Output every line of the records below as a JSON list of strings, one string per line, leaving out blank lines.
**** RECORDS PROVIDED ****
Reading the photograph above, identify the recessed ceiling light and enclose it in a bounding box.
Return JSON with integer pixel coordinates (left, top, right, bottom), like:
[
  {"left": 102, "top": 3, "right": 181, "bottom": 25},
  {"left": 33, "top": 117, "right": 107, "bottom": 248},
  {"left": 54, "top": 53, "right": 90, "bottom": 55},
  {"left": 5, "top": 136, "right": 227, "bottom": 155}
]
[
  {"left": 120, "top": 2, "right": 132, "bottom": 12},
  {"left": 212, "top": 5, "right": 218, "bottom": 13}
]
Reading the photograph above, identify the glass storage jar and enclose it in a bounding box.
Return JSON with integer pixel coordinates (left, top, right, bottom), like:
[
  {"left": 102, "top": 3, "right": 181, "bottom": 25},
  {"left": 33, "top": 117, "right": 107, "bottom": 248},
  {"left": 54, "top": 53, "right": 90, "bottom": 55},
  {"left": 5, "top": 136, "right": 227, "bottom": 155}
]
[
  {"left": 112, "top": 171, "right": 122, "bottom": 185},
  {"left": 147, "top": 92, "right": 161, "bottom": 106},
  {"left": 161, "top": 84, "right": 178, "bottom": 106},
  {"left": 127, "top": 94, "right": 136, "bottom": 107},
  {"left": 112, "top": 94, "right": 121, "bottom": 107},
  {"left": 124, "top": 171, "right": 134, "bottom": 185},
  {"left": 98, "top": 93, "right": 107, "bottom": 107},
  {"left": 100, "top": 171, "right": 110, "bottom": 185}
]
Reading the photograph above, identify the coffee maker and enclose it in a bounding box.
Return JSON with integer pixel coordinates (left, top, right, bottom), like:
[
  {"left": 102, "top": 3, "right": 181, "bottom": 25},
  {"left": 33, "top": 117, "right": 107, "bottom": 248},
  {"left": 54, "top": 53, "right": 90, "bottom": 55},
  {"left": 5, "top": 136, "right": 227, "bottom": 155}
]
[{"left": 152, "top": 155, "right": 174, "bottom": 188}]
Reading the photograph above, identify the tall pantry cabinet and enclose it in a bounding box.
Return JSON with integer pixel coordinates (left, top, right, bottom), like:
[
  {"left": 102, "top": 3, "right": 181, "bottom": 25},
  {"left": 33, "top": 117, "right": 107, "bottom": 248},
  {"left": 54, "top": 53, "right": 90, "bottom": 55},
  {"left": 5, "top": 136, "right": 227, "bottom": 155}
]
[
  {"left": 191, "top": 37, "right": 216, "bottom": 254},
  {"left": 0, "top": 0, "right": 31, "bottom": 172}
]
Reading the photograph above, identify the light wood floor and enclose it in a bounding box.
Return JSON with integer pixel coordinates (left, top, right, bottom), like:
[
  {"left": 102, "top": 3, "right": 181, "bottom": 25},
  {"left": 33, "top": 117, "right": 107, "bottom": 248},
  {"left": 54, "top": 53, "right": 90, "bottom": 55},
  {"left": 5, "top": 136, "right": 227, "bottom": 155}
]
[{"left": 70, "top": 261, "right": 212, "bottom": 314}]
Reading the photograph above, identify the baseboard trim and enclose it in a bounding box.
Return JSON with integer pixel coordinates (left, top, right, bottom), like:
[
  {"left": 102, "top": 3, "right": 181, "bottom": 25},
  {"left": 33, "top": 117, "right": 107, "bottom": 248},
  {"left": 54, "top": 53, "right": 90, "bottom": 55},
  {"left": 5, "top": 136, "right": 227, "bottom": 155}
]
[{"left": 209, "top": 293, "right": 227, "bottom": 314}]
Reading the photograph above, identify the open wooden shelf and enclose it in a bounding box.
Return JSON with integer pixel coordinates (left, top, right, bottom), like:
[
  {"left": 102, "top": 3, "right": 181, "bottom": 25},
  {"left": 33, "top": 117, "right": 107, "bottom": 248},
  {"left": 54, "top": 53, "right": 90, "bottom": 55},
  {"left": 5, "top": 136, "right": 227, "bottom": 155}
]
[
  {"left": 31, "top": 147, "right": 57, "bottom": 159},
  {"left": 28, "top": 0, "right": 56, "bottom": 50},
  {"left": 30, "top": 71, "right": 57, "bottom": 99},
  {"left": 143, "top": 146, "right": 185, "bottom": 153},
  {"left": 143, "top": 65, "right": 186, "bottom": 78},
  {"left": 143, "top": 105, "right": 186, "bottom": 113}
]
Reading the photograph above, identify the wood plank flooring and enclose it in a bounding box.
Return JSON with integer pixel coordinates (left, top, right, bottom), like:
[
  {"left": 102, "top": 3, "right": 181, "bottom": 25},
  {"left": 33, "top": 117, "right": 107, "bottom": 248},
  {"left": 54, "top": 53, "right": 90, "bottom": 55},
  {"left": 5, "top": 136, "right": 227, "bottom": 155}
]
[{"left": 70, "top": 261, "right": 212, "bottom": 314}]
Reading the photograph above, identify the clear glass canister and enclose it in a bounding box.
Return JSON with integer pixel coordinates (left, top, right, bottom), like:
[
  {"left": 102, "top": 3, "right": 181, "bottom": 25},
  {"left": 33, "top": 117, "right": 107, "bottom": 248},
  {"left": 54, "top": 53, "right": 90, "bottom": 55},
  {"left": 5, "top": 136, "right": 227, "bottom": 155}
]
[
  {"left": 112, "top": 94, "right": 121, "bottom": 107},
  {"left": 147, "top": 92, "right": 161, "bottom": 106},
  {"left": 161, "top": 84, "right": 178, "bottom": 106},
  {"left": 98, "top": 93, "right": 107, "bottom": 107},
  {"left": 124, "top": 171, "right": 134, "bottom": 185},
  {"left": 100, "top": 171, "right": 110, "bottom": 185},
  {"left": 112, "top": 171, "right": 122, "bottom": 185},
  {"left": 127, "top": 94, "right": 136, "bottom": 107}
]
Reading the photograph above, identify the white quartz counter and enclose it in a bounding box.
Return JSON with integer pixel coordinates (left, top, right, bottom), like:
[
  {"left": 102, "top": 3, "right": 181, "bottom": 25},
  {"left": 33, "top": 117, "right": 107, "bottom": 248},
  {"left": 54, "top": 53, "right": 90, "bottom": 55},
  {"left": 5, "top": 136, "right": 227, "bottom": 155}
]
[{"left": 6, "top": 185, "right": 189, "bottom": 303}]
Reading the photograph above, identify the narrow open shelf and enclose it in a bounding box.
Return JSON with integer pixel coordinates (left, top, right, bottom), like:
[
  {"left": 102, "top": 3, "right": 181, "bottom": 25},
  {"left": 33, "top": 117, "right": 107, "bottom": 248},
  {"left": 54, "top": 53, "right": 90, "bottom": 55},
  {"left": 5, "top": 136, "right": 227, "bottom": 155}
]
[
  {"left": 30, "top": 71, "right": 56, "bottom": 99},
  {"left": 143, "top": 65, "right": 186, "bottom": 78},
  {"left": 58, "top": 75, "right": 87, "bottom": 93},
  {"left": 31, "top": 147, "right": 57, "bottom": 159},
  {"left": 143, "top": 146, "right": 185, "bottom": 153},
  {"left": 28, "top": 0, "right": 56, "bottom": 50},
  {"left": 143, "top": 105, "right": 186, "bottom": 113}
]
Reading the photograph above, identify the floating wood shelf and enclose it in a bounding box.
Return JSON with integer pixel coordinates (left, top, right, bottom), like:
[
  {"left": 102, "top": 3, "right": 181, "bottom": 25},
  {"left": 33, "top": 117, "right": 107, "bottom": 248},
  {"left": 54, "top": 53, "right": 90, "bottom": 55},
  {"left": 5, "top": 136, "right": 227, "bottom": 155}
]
****
§ TASK ANSWER
[
  "Reading the photograph above, identify the recessed ceiling light and enclose it in a bounding box.",
  "Return JSON with integer pixel coordinates (left, top, right, bottom), like:",
  "[",
  "  {\"left\": 102, \"top\": 3, \"right\": 181, \"bottom\": 25},",
  "  {\"left\": 33, \"top\": 117, \"right\": 107, \"bottom\": 248},",
  "  {\"left\": 54, \"top\": 53, \"right\": 90, \"bottom\": 55},",
  "  {\"left\": 5, \"top\": 136, \"right\": 227, \"bottom\": 155}",
  "]",
  "[",
  "  {\"left\": 120, \"top\": 2, \"right\": 132, \"bottom\": 12},",
  "  {\"left\": 212, \"top\": 5, \"right\": 218, \"bottom\": 13}",
  "]",
  "Reading the photograph above, identify the glass storage jar and enclose it in a bounding box.",
  "Return JSON with integer pixel coordinates (left, top, right, bottom), like:",
  "[",
  "  {\"left\": 102, \"top\": 3, \"right\": 181, \"bottom\": 25},",
  "  {\"left\": 33, \"top\": 117, \"right\": 107, \"bottom\": 248},",
  "  {\"left\": 54, \"top\": 53, \"right\": 90, \"bottom\": 55},",
  "  {\"left\": 5, \"top\": 136, \"right\": 227, \"bottom\": 155}",
  "]",
  "[",
  "  {\"left\": 112, \"top\": 171, \"right\": 122, \"bottom\": 185},",
  "  {\"left\": 147, \"top\": 92, \"right\": 161, \"bottom\": 106},",
  "  {\"left\": 161, \"top\": 84, \"right\": 178, \"bottom\": 106},",
  "  {\"left\": 127, \"top\": 94, \"right\": 136, \"bottom\": 107},",
  "  {\"left\": 112, \"top\": 94, \"right\": 121, \"bottom\": 107},",
  "  {\"left\": 124, \"top\": 171, \"right\": 134, \"bottom\": 185},",
  "  {\"left\": 98, \"top\": 93, \"right\": 107, \"bottom\": 107},",
  "  {\"left\": 100, \"top\": 171, \"right\": 110, \"bottom\": 185}",
  "]",
  "Reading the photograph above, identify the coffee maker and enclose it in a bounding box.",
  "Return JSON with integer pixel coordinates (left, top, right, bottom), like:",
  "[",
  "  {\"left\": 102, \"top\": 3, \"right\": 181, \"bottom\": 25},",
  "  {\"left\": 33, \"top\": 117, \"right\": 107, \"bottom\": 248},",
  "  {\"left\": 54, \"top\": 53, \"right\": 90, \"bottom\": 55},",
  "  {\"left\": 5, \"top\": 136, \"right\": 227, \"bottom\": 155}",
  "]",
  "[{\"left\": 152, \"top\": 155, \"right\": 174, \"bottom\": 188}]",
  "Reading the photograph above, identify the tall pantry cabinet and enclose it in a bounding box.",
  "Return JSON with integer pixel coordinates (left, top, right, bottom), like:",
  "[",
  "  {\"left\": 102, \"top\": 3, \"right\": 181, \"bottom\": 25},",
  "  {\"left\": 33, \"top\": 117, \"right\": 107, \"bottom\": 248},",
  "  {\"left\": 54, \"top\": 53, \"right\": 90, \"bottom\": 55},",
  "  {\"left\": 5, \"top\": 136, \"right\": 227, \"bottom\": 155}",
  "]",
  "[",
  "  {\"left\": 191, \"top\": 37, \"right\": 216, \"bottom\": 254},",
  "  {\"left\": 0, \"top\": 0, \"right\": 31, \"bottom\": 172}",
  "]",
  "Reading the photograph above, identify the light wood floor and enclose it in a bounding box.",
  "Return JSON with integer pixel coordinates (left, top, right, bottom), like:",
  "[",
  "  {\"left\": 102, \"top\": 3, \"right\": 181, \"bottom\": 25},",
  "  {\"left\": 33, \"top\": 117, \"right\": 107, \"bottom\": 248},",
  "  {\"left\": 54, \"top\": 53, \"right\": 90, \"bottom\": 55},",
  "  {\"left\": 5, \"top\": 136, \"right\": 227, \"bottom\": 155}",
  "]",
  "[{\"left\": 70, \"top\": 261, \"right\": 212, \"bottom\": 314}]",
  "Reading the photograph above, identify the baseboard trim and enclose it in a bounding box.",
  "Return JSON with integer pixel coordinates (left, top, right, bottom), like:",
  "[",
  "  {\"left\": 102, \"top\": 3, \"right\": 181, \"bottom\": 25},",
  "  {\"left\": 33, \"top\": 117, \"right\": 107, \"bottom\": 248},",
  "  {\"left\": 54, \"top\": 53, \"right\": 90, \"bottom\": 55},",
  "  {\"left\": 5, \"top\": 136, \"right\": 227, \"bottom\": 155}",
  "]",
  "[{\"left\": 209, \"top\": 293, \"right\": 227, \"bottom\": 314}]",
  "Reading the photograph above, identify the open wooden shelf and enclose it in a bounding box.",
  "Return JSON with integer pixel coordinates (left, top, right, bottom), like:",
  "[",
  "  {\"left\": 102, \"top\": 3, \"right\": 181, \"bottom\": 25},",
  "  {\"left\": 33, \"top\": 117, \"right\": 107, \"bottom\": 248},",
  "  {\"left\": 54, \"top\": 53, \"right\": 90, \"bottom\": 55},",
  "  {\"left\": 5, \"top\": 136, \"right\": 227, \"bottom\": 155}",
  "]",
  "[",
  "  {\"left\": 31, \"top\": 147, \"right\": 57, \"bottom\": 159},",
  "  {\"left\": 28, \"top\": 0, \"right\": 56, \"bottom\": 50},",
  "  {\"left\": 30, \"top\": 71, \"right\": 57, \"bottom\": 99},",
  "  {\"left\": 143, \"top\": 146, \"right\": 185, \"bottom\": 153},",
  "  {\"left\": 143, \"top\": 65, \"right\": 186, \"bottom\": 78},",
  "  {\"left\": 143, \"top\": 105, \"right\": 186, \"bottom\": 113}",
  "]",
  "Reading the photograph above, identify the wood plank flooring and enclose it in a bounding box.",
  "Return JSON with integer pixel coordinates (left, top, right, bottom), like:",
  "[",
  "  {\"left\": 102, \"top\": 3, \"right\": 181, \"bottom\": 25},",
  "  {\"left\": 33, \"top\": 117, \"right\": 107, \"bottom\": 248},",
  "  {\"left\": 54, \"top\": 53, \"right\": 90, \"bottom\": 55},",
  "  {\"left\": 5, \"top\": 136, \"right\": 227, \"bottom\": 155}",
  "]",
  "[{\"left\": 70, \"top\": 261, \"right\": 212, \"bottom\": 314}]",
  "Reading the photograph above, identify the clear glass canister and enclose it in a bounding box.",
  "Return JSON with integer pixel coordinates (left, top, right, bottom), like:",
  "[",
  "  {\"left\": 102, \"top\": 3, \"right\": 181, \"bottom\": 25},",
  "  {\"left\": 33, \"top\": 117, \"right\": 107, \"bottom\": 248},",
  "  {\"left\": 54, \"top\": 53, \"right\": 90, \"bottom\": 55},",
  "  {\"left\": 5, \"top\": 136, \"right\": 227, \"bottom\": 155}",
  "]",
  "[",
  "  {\"left\": 112, \"top\": 94, \"right\": 121, \"bottom\": 107},",
  "  {\"left\": 147, \"top\": 92, \"right\": 161, \"bottom\": 106},",
  "  {\"left\": 161, \"top\": 84, \"right\": 178, \"bottom\": 106},",
  "  {\"left\": 98, \"top\": 93, \"right\": 107, \"bottom\": 107},",
  "  {\"left\": 124, \"top\": 171, \"right\": 134, \"bottom\": 185},",
  "  {\"left\": 100, \"top\": 171, \"right\": 110, \"bottom\": 185},",
  "  {\"left\": 112, \"top\": 171, \"right\": 122, \"bottom\": 185},",
  "  {\"left\": 127, \"top\": 94, \"right\": 136, \"bottom\": 107}",
  "]",
  "Reading the photograph above, identify the white quartz counter and enclose it in a bounding box.",
  "Return JSON with integer pixel coordinates (left, top, right, bottom), like:",
  "[",
  "  {\"left\": 102, \"top\": 3, \"right\": 181, \"bottom\": 25},",
  "  {\"left\": 33, \"top\": 117, \"right\": 107, \"bottom\": 248},",
  "  {\"left\": 54, \"top\": 53, \"right\": 90, \"bottom\": 55},",
  "  {\"left\": 5, \"top\": 136, \"right\": 227, \"bottom\": 155}",
  "]",
  "[{\"left\": 6, \"top\": 185, \"right\": 189, \"bottom\": 303}]",
  "Reading the photograph above, identify the narrow open shelf and enclose it in a bounding box.",
  "Return JSON with integer pixel coordinates (left, top, right, bottom), like:",
  "[",
  "  {\"left\": 102, \"top\": 3, \"right\": 181, \"bottom\": 25},",
  "  {\"left\": 33, \"top\": 117, \"right\": 107, \"bottom\": 248},",
  "  {\"left\": 54, \"top\": 53, \"right\": 90, \"bottom\": 55},",
  "  {\"left\": 5, \"top\": 136, \"right\": 227, \"bottom\": 155}",
  "]",
  "[",
  "  {\"left\": 30, \"top\": 71, \"right\": 56, \"bottom\": 99},",
  "  {\"left\": 143, \"top\": 65, \"right\": 186, \"bottom\": 78},",
  "  {\"left\": 58, \"top\": 75, \"right\": 87, \"bottom\": 93},",
  "  {\"left\": 31, \"top\": 147, \"right\": 57, \"bottom\": 159},",
  "  {\"left\": 143, \"top\": 146, \"right\": 185, \"bottom\": 153},",
  "  {\"left\": 28, \"top\": 0, \"right\": 56, \"bottom\": 50},",
  "  {\"left\": 143, \"top\": 105, \"right\": 186, \"bottom\": 113}",
  "]",
  "Reading the photograph above, identify the floating wood shelf and enclose it in a bounding box.",
  "Return JSON with integer pixel coordinates (left, top, right, bottom), like:",
  "[",
  "  {\"left\": 102, \"top\": 3, \"right\": 181, \"bottom\": 25},",
  "  {\"left\": 33, \"top\": 117, \"right\": 107, \"bottom\": 248},",
  "  {\"left\": 54, \"top\": 53, \"right\": 90, \"bottom\": 55},",
  "  {\"left\": 5, \"top\": 136, \"right\": 227, \"bottom\": 155}",
  "]"
]